• **Task objective**
Quote everything in the items below from the line that contains "Exercise. Point out the crossed" down to the line that contains "point(759, 507)", with both of those lines included.

• **Record extracts**
+ + + +

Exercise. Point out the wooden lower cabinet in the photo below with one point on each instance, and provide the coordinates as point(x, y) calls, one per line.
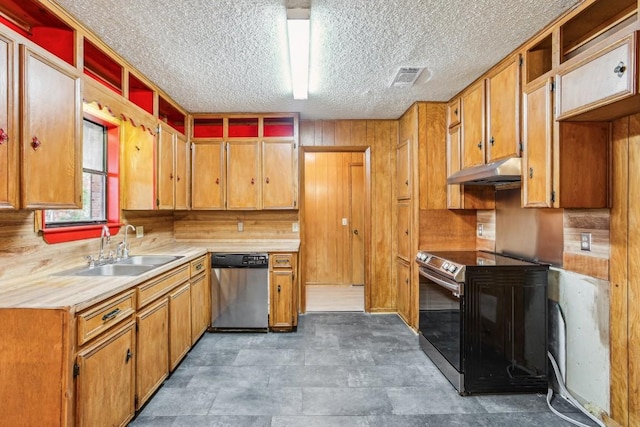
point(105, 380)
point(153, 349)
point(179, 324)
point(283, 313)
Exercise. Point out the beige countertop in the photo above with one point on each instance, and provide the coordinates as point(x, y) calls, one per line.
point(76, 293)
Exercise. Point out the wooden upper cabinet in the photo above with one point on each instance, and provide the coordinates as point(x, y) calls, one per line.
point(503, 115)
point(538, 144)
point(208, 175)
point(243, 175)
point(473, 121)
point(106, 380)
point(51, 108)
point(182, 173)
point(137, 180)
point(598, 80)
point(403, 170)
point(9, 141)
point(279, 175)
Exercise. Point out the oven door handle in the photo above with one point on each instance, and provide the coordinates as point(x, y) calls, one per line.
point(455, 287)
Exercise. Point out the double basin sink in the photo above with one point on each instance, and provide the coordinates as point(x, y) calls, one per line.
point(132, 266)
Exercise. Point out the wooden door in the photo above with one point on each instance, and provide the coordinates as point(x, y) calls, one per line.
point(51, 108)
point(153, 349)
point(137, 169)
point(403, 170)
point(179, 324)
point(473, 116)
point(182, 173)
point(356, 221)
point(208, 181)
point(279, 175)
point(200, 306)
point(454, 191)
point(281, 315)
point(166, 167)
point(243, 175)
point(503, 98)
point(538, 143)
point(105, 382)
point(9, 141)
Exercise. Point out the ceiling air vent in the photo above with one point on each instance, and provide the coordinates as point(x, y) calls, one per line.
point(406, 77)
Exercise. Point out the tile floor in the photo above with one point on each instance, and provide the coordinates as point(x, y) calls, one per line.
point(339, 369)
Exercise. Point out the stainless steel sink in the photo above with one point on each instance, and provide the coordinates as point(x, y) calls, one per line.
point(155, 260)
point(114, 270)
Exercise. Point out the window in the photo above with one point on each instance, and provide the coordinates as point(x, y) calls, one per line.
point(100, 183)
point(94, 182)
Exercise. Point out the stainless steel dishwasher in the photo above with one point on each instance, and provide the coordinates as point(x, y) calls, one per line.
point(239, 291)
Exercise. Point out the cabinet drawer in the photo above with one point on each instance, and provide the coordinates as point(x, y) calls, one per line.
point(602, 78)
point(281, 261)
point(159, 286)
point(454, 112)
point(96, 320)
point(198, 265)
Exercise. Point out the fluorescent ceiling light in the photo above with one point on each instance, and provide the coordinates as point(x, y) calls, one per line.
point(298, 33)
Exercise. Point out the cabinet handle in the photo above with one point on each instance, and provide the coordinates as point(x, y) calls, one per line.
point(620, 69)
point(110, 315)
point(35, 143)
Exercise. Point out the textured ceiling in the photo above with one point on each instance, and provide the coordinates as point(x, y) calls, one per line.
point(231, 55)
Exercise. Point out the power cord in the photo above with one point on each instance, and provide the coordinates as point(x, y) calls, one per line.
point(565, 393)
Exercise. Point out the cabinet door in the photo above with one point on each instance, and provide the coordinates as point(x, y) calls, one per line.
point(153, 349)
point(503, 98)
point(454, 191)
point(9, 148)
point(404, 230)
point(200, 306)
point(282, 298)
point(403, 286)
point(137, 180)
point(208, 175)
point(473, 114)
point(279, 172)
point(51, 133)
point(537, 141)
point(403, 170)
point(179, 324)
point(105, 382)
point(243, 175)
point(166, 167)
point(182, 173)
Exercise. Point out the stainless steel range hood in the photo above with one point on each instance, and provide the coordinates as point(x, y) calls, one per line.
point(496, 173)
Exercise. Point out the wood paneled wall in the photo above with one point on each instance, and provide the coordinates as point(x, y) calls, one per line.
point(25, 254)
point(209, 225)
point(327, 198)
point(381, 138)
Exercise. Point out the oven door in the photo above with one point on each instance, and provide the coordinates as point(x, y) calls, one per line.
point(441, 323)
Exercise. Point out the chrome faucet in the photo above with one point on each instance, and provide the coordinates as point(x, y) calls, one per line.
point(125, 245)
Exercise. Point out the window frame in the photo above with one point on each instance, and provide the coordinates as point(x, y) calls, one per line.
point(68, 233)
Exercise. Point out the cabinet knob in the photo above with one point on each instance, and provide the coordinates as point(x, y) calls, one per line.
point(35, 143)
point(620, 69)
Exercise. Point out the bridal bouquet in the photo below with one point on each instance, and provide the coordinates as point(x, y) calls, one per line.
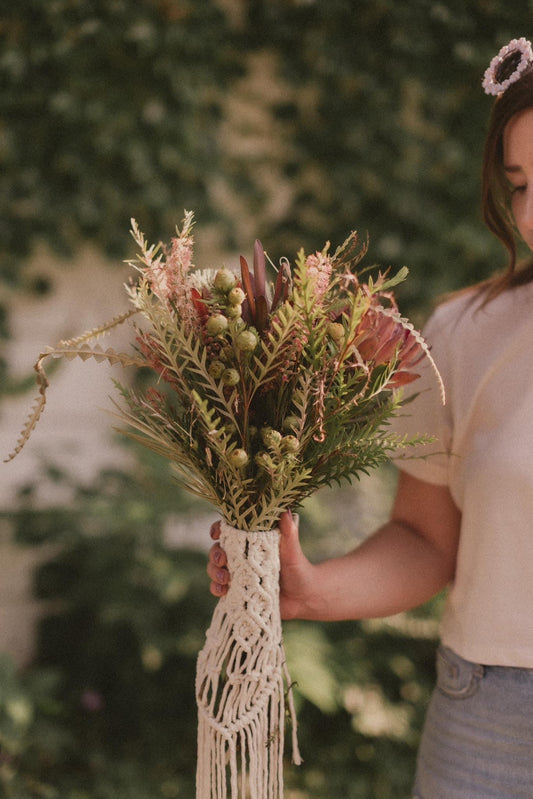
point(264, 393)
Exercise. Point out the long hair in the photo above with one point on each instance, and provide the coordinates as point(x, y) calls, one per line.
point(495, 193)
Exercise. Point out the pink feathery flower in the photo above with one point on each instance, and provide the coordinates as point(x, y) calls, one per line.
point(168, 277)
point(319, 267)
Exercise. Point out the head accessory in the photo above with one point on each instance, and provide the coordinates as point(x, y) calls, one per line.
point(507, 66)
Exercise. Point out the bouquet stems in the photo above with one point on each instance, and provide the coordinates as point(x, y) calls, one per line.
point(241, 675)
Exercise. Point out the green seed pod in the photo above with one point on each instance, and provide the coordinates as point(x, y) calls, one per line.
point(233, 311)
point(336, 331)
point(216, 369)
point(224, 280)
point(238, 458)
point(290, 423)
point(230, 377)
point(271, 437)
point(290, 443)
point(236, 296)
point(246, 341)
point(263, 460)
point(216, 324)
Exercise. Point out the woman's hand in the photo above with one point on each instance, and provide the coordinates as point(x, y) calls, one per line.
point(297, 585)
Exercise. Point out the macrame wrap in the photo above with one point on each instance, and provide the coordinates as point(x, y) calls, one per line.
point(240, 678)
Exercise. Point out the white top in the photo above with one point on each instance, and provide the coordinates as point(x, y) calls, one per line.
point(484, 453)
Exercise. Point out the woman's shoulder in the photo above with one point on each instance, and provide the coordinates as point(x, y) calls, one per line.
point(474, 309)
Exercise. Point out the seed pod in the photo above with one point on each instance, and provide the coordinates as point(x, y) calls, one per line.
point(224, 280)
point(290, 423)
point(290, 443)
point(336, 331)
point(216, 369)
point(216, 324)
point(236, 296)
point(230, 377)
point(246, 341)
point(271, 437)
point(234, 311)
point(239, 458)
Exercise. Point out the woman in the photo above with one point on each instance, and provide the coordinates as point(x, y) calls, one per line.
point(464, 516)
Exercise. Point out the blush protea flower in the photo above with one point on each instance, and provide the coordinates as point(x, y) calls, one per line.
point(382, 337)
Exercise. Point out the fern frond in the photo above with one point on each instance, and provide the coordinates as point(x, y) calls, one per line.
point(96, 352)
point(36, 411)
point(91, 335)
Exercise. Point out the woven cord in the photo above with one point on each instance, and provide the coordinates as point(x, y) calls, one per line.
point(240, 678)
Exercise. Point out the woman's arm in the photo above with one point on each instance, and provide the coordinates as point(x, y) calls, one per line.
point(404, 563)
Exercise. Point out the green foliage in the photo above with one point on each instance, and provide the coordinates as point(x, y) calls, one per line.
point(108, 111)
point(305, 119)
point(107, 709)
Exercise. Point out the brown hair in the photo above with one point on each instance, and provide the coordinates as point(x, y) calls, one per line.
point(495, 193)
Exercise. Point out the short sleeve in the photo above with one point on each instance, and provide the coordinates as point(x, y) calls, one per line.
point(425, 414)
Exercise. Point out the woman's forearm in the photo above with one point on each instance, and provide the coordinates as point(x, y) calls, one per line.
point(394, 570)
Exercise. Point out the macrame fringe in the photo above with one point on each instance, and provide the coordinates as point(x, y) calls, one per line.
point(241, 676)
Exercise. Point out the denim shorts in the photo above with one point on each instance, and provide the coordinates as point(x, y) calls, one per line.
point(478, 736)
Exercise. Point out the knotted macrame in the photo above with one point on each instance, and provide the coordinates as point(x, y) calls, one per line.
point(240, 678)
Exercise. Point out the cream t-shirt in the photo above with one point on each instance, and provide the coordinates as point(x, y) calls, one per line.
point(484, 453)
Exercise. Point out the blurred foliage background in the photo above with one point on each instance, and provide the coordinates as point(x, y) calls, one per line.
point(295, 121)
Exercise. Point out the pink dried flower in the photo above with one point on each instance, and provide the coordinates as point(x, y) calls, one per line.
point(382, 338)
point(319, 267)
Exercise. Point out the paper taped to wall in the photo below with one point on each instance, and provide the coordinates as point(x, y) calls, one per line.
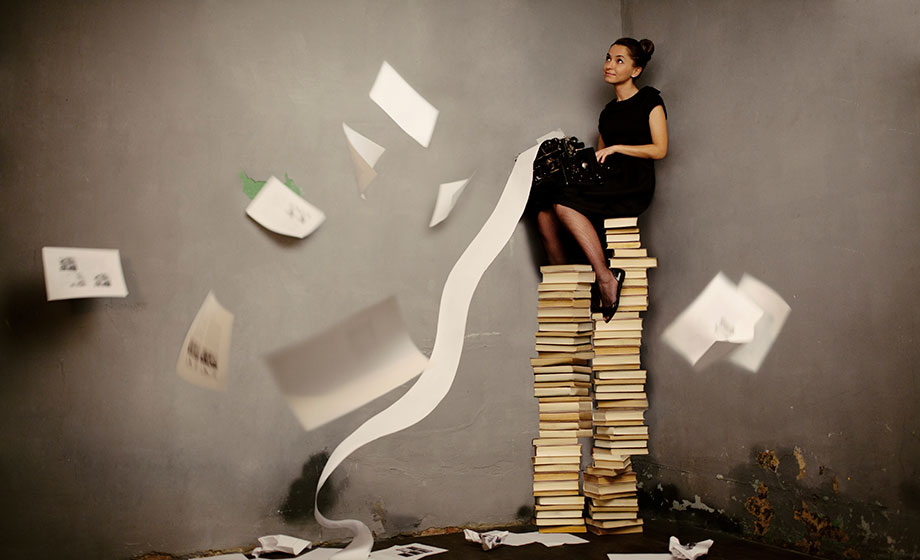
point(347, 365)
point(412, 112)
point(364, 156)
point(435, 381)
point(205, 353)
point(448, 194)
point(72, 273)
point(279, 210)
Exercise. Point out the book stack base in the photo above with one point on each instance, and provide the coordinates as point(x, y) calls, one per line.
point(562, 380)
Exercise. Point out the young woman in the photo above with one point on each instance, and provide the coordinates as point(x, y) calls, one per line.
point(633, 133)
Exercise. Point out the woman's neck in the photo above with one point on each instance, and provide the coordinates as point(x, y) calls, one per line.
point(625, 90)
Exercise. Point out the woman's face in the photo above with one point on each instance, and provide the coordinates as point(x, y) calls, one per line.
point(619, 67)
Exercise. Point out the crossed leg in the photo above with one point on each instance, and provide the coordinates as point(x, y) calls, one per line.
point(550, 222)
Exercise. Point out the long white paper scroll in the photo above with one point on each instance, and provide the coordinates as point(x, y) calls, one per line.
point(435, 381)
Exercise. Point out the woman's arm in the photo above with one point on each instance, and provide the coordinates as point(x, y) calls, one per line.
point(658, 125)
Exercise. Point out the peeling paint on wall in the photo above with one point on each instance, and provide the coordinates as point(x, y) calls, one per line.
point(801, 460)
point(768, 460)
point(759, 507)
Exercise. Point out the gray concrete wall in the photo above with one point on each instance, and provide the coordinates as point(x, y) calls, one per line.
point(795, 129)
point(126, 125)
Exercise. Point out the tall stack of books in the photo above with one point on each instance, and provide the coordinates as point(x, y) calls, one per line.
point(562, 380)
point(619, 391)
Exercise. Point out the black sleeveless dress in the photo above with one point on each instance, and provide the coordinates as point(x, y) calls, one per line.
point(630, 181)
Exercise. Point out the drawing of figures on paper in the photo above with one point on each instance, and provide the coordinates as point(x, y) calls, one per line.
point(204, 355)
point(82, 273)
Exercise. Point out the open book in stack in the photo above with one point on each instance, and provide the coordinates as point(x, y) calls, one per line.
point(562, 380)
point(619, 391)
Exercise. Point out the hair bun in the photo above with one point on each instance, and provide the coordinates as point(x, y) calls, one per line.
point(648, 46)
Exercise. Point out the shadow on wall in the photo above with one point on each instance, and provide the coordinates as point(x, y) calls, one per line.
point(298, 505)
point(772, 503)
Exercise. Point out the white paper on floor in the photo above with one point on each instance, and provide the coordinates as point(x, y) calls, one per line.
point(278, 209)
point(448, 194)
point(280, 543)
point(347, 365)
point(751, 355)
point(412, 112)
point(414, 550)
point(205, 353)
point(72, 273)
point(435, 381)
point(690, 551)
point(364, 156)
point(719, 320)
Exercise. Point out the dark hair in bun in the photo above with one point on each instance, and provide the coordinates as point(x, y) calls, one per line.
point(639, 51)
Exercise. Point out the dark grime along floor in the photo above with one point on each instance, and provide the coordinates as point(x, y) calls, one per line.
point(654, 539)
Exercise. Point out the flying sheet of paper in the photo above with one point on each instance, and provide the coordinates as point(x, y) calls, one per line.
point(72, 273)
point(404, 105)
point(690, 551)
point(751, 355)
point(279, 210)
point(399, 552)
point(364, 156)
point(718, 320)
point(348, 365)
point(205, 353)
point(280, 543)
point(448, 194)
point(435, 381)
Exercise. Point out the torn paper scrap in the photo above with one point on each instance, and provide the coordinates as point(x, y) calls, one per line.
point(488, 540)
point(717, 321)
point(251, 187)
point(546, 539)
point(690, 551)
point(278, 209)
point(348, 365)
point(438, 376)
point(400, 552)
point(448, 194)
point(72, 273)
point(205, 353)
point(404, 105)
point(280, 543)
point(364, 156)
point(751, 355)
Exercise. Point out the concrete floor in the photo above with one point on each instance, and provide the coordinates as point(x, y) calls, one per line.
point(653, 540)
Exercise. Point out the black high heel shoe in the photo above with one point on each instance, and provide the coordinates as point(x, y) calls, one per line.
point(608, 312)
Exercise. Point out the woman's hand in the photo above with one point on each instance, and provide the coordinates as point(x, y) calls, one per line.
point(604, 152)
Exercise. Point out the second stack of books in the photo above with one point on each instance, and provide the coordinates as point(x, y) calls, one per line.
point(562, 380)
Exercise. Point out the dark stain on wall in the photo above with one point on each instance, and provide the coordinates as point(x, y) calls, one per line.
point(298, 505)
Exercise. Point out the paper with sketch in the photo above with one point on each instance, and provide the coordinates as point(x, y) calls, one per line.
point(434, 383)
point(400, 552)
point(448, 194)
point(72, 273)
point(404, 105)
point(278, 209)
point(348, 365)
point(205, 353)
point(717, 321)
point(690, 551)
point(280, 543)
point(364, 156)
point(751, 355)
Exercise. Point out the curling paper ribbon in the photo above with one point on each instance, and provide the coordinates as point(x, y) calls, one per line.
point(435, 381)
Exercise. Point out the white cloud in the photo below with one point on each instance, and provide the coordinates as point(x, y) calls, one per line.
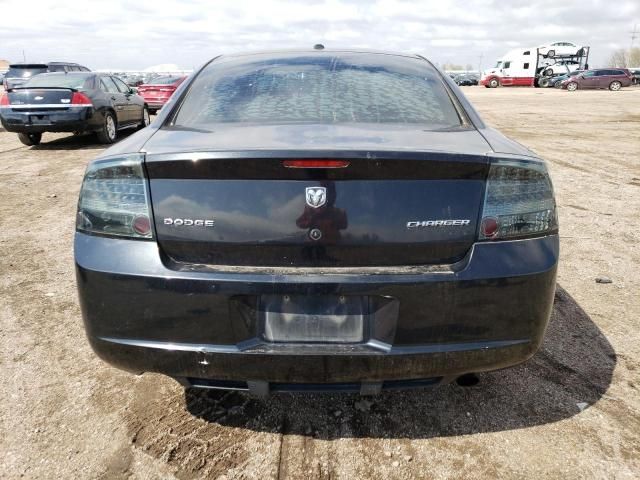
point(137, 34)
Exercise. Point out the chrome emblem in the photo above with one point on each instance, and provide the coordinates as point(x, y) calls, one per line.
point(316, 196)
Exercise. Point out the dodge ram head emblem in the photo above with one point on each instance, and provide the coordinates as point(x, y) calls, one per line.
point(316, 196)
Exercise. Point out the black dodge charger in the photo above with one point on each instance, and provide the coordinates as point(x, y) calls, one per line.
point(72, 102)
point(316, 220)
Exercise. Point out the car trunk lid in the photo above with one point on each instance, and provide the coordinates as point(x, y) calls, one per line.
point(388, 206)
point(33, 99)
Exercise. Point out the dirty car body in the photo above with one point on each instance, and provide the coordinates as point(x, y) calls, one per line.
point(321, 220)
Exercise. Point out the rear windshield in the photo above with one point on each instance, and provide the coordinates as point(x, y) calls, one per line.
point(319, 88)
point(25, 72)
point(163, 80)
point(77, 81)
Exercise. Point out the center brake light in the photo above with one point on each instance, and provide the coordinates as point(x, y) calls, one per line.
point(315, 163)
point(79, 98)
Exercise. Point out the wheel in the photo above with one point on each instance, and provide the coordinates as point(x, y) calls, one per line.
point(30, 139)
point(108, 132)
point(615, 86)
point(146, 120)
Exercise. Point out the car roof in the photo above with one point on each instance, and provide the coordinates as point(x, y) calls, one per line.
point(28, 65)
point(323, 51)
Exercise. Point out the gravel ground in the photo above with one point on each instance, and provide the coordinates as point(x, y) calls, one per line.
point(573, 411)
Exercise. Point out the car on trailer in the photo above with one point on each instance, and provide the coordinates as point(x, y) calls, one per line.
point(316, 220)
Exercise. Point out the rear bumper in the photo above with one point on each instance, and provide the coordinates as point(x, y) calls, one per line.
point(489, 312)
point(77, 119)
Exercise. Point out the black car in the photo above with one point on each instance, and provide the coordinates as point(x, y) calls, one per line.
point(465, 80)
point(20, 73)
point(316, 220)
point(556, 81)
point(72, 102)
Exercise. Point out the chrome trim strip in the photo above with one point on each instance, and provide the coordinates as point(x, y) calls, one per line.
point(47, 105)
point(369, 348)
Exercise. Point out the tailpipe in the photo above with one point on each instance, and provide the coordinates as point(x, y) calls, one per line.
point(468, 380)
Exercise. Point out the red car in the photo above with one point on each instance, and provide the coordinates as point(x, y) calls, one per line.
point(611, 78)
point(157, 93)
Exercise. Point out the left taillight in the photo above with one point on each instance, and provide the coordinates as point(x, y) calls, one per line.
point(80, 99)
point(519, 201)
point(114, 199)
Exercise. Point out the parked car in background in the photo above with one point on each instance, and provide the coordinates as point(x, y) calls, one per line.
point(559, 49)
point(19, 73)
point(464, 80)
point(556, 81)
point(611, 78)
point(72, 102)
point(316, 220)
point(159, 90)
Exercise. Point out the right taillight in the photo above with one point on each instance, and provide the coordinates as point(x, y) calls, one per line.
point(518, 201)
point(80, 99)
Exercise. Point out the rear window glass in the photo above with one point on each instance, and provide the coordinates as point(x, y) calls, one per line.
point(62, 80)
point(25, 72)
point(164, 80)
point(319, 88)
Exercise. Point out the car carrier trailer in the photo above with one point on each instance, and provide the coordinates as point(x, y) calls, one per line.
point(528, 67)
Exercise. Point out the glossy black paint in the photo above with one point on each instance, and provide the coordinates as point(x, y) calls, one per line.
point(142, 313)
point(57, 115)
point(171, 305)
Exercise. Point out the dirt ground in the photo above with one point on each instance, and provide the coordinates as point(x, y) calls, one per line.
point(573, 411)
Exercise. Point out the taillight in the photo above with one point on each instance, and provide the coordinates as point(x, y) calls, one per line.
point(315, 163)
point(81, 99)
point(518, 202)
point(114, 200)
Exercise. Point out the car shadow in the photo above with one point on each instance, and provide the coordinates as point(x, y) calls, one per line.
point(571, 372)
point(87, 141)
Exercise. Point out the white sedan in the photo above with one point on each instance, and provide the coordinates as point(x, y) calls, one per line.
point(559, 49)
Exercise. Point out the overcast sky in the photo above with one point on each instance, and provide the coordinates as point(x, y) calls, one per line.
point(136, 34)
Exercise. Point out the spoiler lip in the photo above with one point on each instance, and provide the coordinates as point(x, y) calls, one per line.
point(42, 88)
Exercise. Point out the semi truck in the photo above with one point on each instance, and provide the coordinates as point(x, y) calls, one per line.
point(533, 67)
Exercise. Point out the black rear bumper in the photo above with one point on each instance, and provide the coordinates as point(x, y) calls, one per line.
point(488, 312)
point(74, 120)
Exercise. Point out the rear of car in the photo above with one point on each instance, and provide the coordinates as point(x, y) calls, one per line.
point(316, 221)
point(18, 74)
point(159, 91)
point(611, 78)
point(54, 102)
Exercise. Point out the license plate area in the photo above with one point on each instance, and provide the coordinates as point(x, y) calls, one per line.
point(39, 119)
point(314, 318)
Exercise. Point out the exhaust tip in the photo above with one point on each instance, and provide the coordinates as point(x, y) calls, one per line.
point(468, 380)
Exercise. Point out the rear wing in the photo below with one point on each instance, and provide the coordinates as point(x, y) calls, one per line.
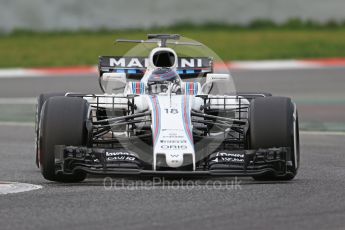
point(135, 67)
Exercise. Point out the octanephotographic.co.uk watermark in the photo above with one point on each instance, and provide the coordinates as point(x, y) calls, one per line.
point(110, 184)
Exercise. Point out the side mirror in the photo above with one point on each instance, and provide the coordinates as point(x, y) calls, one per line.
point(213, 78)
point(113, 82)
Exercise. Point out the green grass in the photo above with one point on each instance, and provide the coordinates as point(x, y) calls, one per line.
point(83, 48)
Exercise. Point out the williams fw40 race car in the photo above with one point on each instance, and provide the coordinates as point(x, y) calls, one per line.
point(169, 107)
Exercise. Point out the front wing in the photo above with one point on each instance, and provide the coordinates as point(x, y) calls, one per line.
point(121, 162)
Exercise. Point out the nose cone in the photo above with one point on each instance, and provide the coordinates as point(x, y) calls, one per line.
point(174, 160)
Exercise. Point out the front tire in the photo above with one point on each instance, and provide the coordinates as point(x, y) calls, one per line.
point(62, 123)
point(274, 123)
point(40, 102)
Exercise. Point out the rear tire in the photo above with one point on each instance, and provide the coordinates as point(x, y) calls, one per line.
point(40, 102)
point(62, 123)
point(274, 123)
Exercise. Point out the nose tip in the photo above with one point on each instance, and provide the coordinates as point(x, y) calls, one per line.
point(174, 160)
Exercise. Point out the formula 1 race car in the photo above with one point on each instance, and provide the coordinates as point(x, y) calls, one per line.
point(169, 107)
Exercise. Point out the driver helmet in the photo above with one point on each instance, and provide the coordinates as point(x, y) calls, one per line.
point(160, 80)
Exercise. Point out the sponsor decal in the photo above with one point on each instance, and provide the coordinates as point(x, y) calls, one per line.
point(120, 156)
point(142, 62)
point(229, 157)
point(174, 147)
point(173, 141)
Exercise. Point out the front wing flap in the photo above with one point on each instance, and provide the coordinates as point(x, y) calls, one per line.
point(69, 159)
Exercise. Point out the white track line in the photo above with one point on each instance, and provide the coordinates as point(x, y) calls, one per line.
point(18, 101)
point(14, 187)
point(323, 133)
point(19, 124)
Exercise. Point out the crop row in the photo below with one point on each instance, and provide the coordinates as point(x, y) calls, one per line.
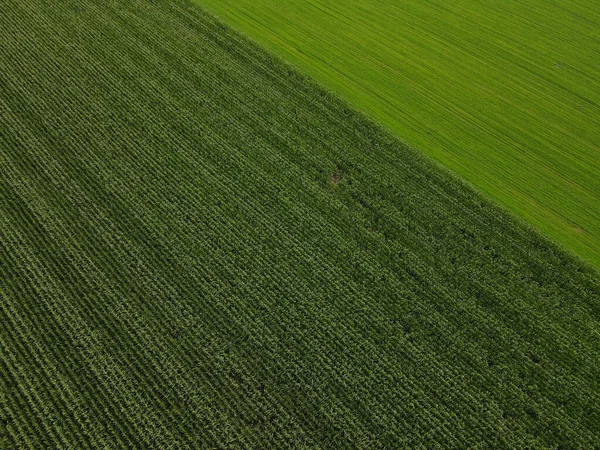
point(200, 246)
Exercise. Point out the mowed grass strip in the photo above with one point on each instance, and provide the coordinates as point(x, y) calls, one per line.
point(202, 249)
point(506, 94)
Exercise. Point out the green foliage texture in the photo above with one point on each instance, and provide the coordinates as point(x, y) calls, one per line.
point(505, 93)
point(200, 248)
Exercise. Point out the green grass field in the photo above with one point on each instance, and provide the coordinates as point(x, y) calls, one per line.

+ + + +

• **Finished exercise**
Exercise. Point out the crossed leg in the photo above with one point on each instance, and provide the coordinates as point(x, y) calls, one per line.
point(550, 222)
Exercise. Point out the long white paper scroll in the photo above with one point on each instance, and provide the coordinates as point(x, y) calls, one per line.
point(435, 381)
Exercise. Point out the woman's arm in the photo above with one point on each instance, and provide the coordinates as point(x, y) calls, one per line.
point(658, 125)
Exercise. Point out the peeling paint on wall in the photo above with one point on each instance, and provide the coordinates as point(x, y) calls, one per line.
point(801, 460)
point(768, 460)
point(759, 507)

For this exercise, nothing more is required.